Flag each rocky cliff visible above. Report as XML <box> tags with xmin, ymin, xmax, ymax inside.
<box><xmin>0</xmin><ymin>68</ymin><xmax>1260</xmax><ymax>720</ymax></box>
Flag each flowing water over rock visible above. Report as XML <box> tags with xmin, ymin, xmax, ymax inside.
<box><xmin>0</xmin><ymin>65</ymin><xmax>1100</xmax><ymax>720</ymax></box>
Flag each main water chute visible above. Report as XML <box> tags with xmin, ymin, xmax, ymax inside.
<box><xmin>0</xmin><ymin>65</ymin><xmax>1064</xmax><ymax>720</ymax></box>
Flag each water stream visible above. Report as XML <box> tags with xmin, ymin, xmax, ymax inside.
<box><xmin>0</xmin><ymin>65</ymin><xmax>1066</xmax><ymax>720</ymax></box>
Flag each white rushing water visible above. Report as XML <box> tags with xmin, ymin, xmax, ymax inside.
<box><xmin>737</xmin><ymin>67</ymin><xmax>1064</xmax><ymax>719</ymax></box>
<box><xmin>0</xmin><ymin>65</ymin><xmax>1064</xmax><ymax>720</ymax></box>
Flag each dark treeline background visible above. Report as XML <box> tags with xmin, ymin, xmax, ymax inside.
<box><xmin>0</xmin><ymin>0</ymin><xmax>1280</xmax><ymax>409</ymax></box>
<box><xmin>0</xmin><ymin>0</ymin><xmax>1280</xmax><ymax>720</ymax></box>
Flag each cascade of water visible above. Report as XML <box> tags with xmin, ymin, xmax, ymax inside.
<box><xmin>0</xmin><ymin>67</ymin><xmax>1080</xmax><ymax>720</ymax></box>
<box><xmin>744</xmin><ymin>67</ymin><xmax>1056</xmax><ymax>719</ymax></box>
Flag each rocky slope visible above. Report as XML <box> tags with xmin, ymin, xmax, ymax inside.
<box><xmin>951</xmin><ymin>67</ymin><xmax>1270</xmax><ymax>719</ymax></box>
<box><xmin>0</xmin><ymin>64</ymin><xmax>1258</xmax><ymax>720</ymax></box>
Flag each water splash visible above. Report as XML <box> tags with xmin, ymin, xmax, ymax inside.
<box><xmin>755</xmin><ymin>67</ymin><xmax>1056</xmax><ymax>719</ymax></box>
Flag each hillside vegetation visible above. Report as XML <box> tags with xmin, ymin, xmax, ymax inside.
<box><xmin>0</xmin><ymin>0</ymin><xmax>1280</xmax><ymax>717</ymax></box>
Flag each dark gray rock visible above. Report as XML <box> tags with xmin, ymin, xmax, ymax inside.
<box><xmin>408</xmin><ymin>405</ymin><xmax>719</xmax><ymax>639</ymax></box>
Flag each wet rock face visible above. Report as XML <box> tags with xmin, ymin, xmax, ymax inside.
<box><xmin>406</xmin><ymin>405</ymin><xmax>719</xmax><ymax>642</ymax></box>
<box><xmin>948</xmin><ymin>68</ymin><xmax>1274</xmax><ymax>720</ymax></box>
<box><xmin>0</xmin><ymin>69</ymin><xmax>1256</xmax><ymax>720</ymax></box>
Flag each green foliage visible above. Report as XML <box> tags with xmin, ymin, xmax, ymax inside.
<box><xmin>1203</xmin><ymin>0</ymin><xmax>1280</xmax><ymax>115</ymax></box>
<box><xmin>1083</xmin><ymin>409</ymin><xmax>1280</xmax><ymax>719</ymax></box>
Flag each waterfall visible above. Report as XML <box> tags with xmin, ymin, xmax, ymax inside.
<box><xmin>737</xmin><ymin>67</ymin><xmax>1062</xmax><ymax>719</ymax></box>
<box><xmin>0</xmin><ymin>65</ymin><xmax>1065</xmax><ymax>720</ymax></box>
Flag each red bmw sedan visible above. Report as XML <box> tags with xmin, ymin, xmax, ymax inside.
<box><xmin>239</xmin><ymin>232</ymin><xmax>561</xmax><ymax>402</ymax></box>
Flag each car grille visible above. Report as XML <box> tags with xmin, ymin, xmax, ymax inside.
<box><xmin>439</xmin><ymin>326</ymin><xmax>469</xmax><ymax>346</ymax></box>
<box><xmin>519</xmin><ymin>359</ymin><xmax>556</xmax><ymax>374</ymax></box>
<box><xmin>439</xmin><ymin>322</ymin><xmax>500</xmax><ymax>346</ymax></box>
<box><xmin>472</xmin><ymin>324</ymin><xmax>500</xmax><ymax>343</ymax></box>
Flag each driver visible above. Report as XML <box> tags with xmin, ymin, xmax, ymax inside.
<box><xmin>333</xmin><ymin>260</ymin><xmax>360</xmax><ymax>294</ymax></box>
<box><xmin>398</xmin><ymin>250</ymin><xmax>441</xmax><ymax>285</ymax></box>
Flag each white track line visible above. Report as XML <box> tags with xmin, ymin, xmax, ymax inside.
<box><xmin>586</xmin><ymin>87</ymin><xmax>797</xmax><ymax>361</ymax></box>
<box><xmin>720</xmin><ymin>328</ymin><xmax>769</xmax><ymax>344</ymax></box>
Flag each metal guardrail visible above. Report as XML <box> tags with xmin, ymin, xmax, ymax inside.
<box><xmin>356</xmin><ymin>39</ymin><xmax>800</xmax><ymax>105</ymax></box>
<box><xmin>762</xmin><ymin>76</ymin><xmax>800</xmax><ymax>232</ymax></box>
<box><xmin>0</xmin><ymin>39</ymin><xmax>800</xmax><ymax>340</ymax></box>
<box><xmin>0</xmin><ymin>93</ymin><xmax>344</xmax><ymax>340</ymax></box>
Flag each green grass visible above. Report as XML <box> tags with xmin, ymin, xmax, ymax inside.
--------------------------------
*Task instructions*.
Rescale the material from the line containing "Flag each driver" up to and including its last line, and give only those lines, requests included. Multiply every box coordinate in the answers by 2.05, rounding to whole numbers with halves rounded up.

*Exercise solution*.
Flag each driver visible above. Report as XML <box> tags with xmin, ymin, xmax, ymax inside.
<box><xmin>683</xmin><ymin>533</ymin><xmax>738</xmax><ymax>603</ymax></box>
<box><xmin>816</xmin><ymin>513</ymin><xmax>904</xmax><ymax>584</ymax></box>
Flag each white track line visible above. Report as XML <box> tags with xmin, ymin, xmax, ymax inside.
<box><xmin>1201</xmin><ymin>178</ymin><xmax>1634</xmax><ymax>740</ymax></box>
<box><xmin>1476</xmin><ymin>672</ymin><xmax>1576</xmax><ymax>705</ymax></box>
Flag each metal guardrail visible above. Report as XML <box> tags with xmin, ymin, xmax, ymax inside.
<box><xmin>730</xmin><ymin>80</ymin><xmax>1640</xmax><ymax>215</ymax></box>
<box><xmin>1562</xmin><ymin>156</ymin><xmax>1640</xmax><ymax>476</ymax></box>
<box><xmin>0</xmin><ymin>80</ymin><xmax>1640</xmax><ymax>697</ymax></box>
<box><xmin>0</xmin><ymin>191</ymin><xmax>705</xmax><ymax>697</ymax></box>
Flag each green grass visible above. Report as XML <box> tags with xmin, ymin, xmax, ymax inside.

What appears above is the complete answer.